Quoted passage:

A Living Magazine - Grounded in Maine - Prologue 3 - Visiting Yarmouth Friday

It rained all night but I stayed dry with my old rain set up for the tent. The morning was bright and the sun divided and conquered the clouds. I packed up and headed downtown via Portland Street...


This was a surprise and very rare sight. Opium poppies (Papaver somniferum).





I didn't have much planned for the daylight hours besides exploring the festival and checking out my old neighborhood on the Bayview Street peninsula...


First Parish Congregational Church booths. This was the church I grew up attending.
And, once upon a time my family helped man the strawberry shortcake booth.



A band setting up on the stage at the North Yarmouth Academy lawn.
I once played there during the festival with my high school rock band, "Illegal Jam," seen here...


Illegal Jam (L to R): Alex Wall (Guitar), Jeff Goddard (Bass), Bernard Willimann (Drums),
Daniel Connor (Lead Vocals), and Jimmy Landry (Guitar).


It would also be a day of recognizing old buildings and the houses my friends grew up in...


This was once my friend Amy Horstmann's house.



The American Legion Log Cabin, a true staple on Main Street.



Ah, the Merrill Memorial Library lawn.
I have some great memories about this place. An even older band called "The Wizzards" played here way back when we were freshman in high school as seen here...


The Wizzards (L to R): Todd Coffin (Drums), Jeff Goddard (Bass), Alex Wall (Guitar and Vocals), and Thomas Snow (Keyboards, Guitar and Vocals).

Data records:
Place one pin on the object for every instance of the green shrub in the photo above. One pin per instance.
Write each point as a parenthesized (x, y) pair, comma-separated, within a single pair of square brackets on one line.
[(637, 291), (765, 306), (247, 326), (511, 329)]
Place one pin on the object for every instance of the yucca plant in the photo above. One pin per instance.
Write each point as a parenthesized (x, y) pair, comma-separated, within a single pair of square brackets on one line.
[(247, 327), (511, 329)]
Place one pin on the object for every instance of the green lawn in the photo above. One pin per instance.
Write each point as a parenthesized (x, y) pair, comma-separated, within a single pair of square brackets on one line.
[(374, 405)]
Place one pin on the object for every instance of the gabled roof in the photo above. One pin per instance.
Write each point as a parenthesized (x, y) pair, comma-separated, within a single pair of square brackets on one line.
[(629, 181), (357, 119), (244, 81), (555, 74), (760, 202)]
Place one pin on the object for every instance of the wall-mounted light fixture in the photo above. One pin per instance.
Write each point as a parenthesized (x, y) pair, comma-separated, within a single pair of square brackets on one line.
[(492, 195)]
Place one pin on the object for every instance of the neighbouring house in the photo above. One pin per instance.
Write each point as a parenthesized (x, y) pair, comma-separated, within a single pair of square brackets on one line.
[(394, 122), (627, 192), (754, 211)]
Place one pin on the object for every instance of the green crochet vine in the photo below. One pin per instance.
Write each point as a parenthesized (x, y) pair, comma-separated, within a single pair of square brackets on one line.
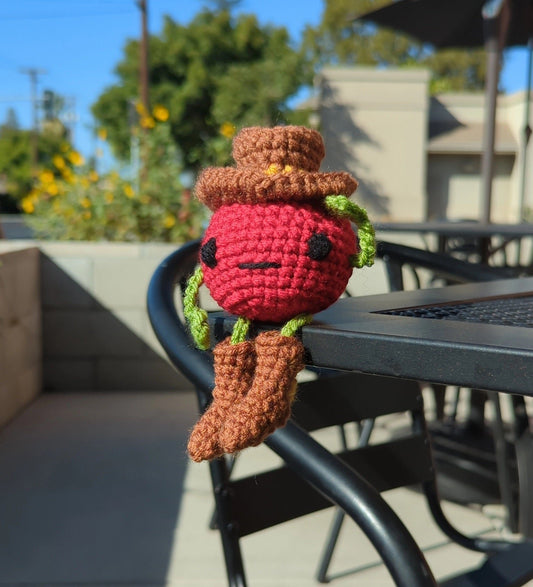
[(345, 208), (196, 316)]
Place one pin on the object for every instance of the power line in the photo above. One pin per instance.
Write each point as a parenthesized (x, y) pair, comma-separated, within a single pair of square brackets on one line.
[(34, 74)]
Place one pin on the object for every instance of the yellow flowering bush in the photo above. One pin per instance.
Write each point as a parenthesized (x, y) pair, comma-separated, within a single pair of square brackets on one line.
[(73, 202)]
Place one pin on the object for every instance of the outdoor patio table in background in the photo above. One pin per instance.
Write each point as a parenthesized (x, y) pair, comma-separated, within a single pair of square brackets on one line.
[(476, 335), (485, 234)]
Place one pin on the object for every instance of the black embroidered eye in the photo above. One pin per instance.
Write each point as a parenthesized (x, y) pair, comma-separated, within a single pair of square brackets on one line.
[(208, 253), (319, 246)]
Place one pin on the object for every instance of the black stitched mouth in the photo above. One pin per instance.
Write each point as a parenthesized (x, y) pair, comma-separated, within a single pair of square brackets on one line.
[(264, 265)]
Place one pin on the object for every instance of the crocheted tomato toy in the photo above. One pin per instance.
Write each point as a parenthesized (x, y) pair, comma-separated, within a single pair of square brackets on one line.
[(279, 248)]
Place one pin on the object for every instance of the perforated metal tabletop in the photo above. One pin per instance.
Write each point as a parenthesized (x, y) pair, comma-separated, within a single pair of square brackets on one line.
[(508, 311)]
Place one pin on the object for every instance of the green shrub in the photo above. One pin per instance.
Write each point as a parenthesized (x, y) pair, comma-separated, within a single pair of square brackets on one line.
[(71, 201)]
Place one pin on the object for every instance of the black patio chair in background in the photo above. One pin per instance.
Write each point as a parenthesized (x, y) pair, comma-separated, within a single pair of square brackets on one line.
[(478, 461), (313, 478)]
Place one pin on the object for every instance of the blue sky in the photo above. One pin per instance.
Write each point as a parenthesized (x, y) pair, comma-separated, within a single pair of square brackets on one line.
[(79, 42)]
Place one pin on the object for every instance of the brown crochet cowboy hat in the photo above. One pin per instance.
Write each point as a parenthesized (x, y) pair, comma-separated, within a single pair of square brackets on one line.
[(273, 164)]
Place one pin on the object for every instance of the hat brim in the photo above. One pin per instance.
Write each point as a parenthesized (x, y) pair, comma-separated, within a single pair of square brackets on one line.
[(218, 186)]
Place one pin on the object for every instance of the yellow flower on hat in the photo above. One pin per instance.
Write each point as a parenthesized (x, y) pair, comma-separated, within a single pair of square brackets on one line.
[(228, 130)]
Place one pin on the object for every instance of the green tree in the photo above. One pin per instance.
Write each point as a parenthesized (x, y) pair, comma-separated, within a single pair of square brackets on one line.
[(15, 155), (339, 39), (215, 74)]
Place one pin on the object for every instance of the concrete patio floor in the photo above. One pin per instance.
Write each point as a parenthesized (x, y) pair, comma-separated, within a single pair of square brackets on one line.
[(96, 490)]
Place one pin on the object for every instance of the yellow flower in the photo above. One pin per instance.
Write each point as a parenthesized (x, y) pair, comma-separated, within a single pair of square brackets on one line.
[(147, 122), (227, 130), (75, 158), (27, 206), (68, 176), (160, 113), (169, 221), (59, 162), (46, 177)]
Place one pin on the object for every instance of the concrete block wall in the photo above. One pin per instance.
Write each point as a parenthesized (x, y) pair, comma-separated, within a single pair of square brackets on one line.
[(20, 331), (96, 332)]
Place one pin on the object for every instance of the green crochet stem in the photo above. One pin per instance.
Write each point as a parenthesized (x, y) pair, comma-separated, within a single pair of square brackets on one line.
[(345, 208), (294, 324), (196, 316), (240, 330)]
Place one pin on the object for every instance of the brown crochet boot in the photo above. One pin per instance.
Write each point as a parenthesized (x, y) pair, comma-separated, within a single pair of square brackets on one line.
[(234, 371), (267, 405)]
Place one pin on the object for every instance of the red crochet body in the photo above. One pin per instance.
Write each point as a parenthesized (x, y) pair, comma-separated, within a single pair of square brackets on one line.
[(258, 264)]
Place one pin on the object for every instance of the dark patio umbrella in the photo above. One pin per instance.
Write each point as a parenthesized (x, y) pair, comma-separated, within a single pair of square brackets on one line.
[(494, 24)]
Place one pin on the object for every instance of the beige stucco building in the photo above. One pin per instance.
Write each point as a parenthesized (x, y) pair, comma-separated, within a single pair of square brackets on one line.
[(419, 157)]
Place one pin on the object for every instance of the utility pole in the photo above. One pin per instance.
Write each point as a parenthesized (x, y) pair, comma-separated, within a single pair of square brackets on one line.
[(143, 84), (143, 57), (34, 73)]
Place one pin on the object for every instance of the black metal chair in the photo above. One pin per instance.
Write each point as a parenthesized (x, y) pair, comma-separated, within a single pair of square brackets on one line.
[(313, 478), (477, 461)]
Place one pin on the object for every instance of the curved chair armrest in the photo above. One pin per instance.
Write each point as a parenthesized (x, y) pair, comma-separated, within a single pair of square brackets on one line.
[(196, 365), (444, 265)]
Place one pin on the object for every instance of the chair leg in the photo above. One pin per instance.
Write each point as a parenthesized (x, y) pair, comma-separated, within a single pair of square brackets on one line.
[(502, 464), (228, 531), (325, 561), (359, 499)]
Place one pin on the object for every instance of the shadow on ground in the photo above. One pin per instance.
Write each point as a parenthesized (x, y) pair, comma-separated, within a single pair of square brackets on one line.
[(91, 486)]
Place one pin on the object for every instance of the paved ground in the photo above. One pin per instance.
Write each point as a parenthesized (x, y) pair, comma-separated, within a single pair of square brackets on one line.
[(96, 490)]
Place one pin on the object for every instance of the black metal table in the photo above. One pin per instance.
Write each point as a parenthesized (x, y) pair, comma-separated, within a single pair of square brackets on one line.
[(476, 335), (480, 234)]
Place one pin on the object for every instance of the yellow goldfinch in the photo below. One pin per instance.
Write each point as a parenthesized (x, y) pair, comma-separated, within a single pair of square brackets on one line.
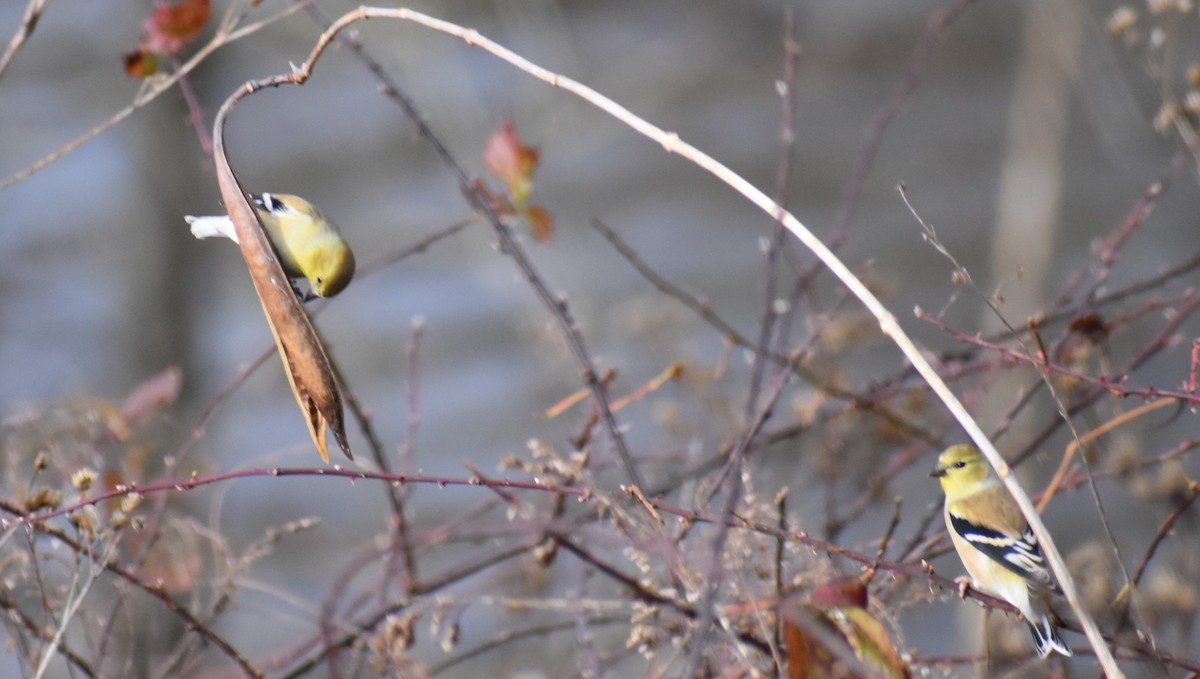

Problems to work on:
**1)** In the post about visiting Yarmouth, which church did the writer grow up attending?
**2)** Summarize the post about visiting Yarmouth in two sentences.
**3)** Write the next part of the post about visiting Yarmouth, starting after its final line.
The material has nothing to do with the post about visiting Yarmouth.

Responses to the tasks:
**1)** First Parish Congregational Church.

**2)** After a night of rain in the tent, the writer headed downtown to explore the festival and the old neighborhood on the Bayview Street peninsula, spotting rare opium poppies along the way. The day brought familiar sights, including the First Parish Congregational Church booths, a friend's former house, the American Legion Log Cabin, and the North Yarmouth Academy and Merrill Memorial Library lawns where the writer's high school bands "Illegal Jam" and "The Wizzards" once played.

**3)**
The Town Hall Lawn tent, with with the Pat's Pizza stage set up for musicians to play later.



A shot of the many booths lining the Town Hall Lawn.


I made my way across the street to the ball field near the Rowe School to see the carnival...


Smokey's Greater Shows.


From there it was an easy walk to the Royal River Park and the Beth Condon Pathway...



I exited out onto Route 1 near Hannaford Shopping Center and strolled along Route 1 toward Bayview Street, passing the iconic Pat's Pizza along the way...






It was a strange feeling indeed to be walking down the street I grew up on, used to buy penny candy at the end of (at Frosty's), rode my bike all over and had so many good times with so many great friends. It had changed but was still very familiar to me. I will use the original names of the people I knew--listing only the person I knew best there, though their brothers and sisters may have also grown up in these houses, when captioning...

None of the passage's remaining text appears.